What this task involves. Please copy the rows from the line with "Scan for black clutch purse in the frame." to the line with "[[588, 298, 803, 659]]", both ends included and requests kept. Multiply every bounding box coordinate in the answers by 2 and round to whole numbers, halves up, leaving the requests and their format samples unchanged.
# Start of Recorded information
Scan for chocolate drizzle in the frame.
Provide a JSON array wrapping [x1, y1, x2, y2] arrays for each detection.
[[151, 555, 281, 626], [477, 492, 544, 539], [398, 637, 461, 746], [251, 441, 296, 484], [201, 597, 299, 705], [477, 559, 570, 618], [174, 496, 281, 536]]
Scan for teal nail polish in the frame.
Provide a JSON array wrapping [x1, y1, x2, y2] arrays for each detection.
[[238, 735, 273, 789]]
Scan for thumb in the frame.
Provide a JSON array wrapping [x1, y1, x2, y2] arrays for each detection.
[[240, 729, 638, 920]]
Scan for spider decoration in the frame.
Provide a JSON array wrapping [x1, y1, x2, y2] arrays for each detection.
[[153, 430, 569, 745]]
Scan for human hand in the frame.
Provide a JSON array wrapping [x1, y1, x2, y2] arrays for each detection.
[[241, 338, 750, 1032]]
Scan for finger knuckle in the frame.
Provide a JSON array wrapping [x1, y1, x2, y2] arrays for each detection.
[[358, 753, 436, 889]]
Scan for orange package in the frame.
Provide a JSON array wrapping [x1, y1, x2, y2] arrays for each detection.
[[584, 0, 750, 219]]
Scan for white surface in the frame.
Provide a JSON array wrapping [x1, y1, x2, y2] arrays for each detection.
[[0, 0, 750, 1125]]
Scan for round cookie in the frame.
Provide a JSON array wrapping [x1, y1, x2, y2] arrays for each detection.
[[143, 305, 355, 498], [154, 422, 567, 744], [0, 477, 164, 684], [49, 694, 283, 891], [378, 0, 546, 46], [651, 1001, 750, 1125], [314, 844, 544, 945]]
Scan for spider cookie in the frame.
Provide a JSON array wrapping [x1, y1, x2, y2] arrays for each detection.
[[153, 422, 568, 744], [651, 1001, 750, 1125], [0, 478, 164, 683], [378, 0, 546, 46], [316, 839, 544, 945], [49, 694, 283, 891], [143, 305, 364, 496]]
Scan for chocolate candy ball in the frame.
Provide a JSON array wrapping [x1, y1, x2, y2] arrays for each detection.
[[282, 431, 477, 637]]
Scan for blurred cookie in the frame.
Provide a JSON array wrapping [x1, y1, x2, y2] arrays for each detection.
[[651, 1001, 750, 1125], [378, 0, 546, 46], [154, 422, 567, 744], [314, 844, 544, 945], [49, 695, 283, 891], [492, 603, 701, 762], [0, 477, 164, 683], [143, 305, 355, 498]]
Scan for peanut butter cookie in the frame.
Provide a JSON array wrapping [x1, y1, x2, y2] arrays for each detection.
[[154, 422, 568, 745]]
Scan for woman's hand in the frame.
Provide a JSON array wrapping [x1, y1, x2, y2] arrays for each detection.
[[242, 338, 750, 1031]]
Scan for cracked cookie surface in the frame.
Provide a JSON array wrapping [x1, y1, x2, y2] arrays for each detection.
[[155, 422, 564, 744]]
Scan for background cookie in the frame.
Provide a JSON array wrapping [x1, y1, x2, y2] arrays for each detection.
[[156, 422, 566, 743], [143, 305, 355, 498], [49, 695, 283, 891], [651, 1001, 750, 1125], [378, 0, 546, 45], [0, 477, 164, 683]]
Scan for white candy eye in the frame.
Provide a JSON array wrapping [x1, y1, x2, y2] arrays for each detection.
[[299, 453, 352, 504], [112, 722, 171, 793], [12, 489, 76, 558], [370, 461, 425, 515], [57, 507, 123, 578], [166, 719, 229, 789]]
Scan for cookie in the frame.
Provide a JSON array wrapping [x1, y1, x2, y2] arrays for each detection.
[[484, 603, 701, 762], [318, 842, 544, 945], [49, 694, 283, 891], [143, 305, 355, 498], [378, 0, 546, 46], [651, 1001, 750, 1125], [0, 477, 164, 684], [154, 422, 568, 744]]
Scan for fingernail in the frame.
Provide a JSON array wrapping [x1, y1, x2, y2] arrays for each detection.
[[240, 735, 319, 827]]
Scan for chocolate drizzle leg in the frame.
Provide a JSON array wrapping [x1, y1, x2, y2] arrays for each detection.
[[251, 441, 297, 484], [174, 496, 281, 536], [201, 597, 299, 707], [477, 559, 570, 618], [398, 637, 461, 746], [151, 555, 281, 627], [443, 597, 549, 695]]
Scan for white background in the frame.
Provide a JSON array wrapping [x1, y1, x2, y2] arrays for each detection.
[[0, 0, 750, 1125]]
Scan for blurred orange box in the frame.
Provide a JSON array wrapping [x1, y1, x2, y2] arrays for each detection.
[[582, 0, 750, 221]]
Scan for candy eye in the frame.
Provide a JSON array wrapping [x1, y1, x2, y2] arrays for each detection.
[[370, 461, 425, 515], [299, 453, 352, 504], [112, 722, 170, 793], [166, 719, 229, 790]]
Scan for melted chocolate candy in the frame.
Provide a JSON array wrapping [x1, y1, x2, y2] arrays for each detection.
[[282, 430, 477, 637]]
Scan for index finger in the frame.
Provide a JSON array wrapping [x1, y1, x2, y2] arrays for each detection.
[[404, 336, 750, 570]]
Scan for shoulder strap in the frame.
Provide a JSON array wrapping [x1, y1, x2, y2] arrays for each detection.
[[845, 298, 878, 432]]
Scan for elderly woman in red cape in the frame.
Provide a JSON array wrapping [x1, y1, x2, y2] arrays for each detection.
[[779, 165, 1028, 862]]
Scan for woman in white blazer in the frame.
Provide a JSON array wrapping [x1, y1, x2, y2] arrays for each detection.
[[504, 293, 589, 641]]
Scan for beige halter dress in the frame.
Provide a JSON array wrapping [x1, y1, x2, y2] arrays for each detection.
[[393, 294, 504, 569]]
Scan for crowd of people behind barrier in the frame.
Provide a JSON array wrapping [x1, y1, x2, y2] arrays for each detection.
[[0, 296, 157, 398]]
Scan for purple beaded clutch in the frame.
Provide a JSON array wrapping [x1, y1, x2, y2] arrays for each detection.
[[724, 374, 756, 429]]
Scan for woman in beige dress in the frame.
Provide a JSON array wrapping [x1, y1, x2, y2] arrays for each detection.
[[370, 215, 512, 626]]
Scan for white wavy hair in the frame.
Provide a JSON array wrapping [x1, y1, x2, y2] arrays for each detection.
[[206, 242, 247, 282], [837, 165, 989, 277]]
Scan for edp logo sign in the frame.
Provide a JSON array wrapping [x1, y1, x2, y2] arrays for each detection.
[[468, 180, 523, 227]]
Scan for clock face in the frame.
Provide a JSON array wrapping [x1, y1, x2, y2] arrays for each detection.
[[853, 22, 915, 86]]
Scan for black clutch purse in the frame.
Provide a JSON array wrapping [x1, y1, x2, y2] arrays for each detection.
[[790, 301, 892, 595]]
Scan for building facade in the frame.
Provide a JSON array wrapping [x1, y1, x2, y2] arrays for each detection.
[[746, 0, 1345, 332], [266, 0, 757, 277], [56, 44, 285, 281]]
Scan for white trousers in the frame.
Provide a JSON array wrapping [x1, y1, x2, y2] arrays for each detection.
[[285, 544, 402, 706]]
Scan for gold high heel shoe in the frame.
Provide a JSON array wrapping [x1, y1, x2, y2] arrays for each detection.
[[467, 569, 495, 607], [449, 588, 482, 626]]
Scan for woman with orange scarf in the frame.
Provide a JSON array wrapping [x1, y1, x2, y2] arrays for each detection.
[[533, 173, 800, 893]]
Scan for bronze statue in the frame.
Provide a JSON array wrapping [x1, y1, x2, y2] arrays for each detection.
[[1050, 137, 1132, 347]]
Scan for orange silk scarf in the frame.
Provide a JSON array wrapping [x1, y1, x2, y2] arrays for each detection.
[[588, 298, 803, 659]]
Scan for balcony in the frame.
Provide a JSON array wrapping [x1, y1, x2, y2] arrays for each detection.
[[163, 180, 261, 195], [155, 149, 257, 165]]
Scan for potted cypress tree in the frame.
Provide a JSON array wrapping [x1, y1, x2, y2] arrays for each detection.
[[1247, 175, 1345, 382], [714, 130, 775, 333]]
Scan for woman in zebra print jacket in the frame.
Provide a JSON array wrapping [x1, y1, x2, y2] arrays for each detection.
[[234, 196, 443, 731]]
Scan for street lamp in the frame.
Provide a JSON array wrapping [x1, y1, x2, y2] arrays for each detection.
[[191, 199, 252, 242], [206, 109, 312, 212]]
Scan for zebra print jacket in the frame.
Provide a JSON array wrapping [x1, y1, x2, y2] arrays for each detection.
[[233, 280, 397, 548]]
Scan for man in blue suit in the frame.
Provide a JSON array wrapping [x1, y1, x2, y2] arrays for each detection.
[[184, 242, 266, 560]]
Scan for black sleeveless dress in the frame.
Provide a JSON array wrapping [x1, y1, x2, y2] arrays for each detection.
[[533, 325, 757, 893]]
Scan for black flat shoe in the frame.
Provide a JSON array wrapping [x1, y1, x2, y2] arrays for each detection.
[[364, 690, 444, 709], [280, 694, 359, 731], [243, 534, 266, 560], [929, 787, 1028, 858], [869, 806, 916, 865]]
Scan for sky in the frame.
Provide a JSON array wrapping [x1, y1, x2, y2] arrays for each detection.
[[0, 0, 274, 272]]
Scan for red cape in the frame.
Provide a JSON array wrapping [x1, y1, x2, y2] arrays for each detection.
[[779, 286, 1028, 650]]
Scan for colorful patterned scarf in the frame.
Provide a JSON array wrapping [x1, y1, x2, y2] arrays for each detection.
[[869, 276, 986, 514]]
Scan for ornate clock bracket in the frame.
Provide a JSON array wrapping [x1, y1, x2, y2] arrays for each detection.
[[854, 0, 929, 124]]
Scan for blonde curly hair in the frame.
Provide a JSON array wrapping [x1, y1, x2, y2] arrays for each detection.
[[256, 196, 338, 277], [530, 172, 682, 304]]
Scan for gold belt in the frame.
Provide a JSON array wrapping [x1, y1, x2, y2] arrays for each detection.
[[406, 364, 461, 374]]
# End of Recorded information
Task output.
Scan for black clutch purse in the frame.
Provide a JSON array wrapping [x1, y1, x2, y2] arrays for each detection.
[[1580, 602, 1784, 1190]]
Scan for building facade in the frame.
Provide a JSON array wrapping [x1, y1, x2, y2] arrays for each detection.
[[1492, 0, 2690, 664], [532, 0, 1514, 554], [112, 88, 570, 562]]
Scan for white trousers in the frame.
Provide a JSON array wrapping [x1, y1, x2, y2] arrays for each detection.
[[570, 1088, 804, 1412]]
Scan for gold high heel shoe in the frame.
Provide a JSON array wrapping [x1, y1, x2, y2] arrays for each detection.
[[934, 1138, 990, 1214], [898, 1176, 964, 1252]]
Scan for woman with orange scarf in the frame.
Provide a JSON array wrapping [x1, y1, x2, y2] arrays for each detection.
[[1066, 346, 1600, 1786]]
Scan for bronze statue in the frame.
Provide a JSON array wrapping [x1, y1, x2, y2] arrays for each detection.
[[2100, 274, 2264, 694]]
Scan for orange silk scarf in the frame.
Provide a JSON array wrapping [x1, y1, x2, y2] arrays for each detection.
[[1176, 596, 1606, 1318]]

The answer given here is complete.